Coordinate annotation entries
******

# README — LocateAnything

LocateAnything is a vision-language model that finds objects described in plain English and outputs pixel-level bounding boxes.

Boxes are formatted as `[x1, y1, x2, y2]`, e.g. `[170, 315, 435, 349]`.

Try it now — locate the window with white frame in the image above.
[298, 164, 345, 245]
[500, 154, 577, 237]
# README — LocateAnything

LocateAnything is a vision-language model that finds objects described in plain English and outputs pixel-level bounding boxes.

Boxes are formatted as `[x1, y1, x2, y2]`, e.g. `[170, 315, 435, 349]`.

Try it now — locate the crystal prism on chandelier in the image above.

******

WHAT IS NEEDED: Could you reproduce the entire listing with "plain English" swapped for "everyday English" and everything else left as it is?

CORRECT ANSWER:
# README — LocateAnything

LocateAnything is a vision-language model that finds objects described in everyday English and outputs pixel-level bounding boxes.

Boxes are formatted as `[x1, y1, x2, y2]`, e.g. `[170, 315, 435, 349]`.

Try it now — locate the window with white frame in the image above.
[298, 164, 345, 245]
[500, 154, 577, 237]
# README — LocateAnything

LocateAnything is a vision-language model that finds objects described in everyday English and outputs pixel-level bounding boxes.

Boxes are formatted as `[x1, y1, x2, y2]`, e.g. `[170, 315, 435, 349]`.

Try it now — locate the crystal prism on chandelier in the image above.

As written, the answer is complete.